### Provided information ###

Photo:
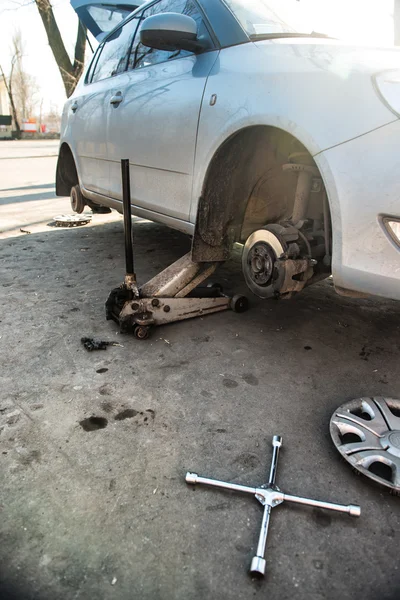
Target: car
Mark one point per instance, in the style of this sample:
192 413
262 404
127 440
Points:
241 129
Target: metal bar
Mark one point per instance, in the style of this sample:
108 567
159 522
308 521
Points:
276 444
351 509
126 200
258 563
194 478
196 281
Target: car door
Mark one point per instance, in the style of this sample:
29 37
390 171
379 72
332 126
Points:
155 123
90 107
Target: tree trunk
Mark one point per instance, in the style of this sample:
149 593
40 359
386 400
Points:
70 72
397 22
10 95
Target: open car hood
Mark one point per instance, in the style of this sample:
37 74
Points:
101 17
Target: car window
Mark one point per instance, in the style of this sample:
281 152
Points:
93 64
115 51
142 56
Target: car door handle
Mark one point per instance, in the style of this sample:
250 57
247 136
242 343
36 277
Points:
117 99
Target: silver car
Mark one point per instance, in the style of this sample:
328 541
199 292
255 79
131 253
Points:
240 128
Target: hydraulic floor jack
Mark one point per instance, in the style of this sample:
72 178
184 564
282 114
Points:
173 295
269 495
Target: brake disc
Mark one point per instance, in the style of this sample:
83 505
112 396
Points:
366 431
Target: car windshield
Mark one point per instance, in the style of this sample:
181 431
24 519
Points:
361 21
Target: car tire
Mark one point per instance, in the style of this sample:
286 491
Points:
77 200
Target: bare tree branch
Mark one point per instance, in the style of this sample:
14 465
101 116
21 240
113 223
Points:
70 73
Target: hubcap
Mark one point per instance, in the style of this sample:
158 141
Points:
261 263
366 432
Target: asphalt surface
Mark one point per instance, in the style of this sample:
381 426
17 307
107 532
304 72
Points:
105 513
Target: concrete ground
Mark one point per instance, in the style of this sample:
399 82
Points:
106 513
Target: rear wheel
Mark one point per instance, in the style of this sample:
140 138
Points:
77 200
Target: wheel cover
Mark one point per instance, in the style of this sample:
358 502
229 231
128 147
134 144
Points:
366 432
260 252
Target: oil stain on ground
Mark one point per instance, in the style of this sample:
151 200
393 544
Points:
93 423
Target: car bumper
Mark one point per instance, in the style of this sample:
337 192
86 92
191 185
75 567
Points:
362 178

###

— The exercise —
Rewrite every line from the one with "Target: wheel cover" through the end of the listing. Multiply each coordinate in the marked points by 1.7 and round to a whole number, rounding halves up, while the sample coordinates stay as they are.

— The answer —
Target: wheel cover
Mark one point per instance, in the style of this sample:
358 502
229 231
128 147
134 144
Points:
622 734
442 428
Target: oil stain on ground
Mark one point per instance, in the style of this sample:
151 200
393 544
Points:
158 719
Target: car bumper
Mark one point per instance, in the style of this sample:
337 192
86 92
191 185
75 567
Points:
615 303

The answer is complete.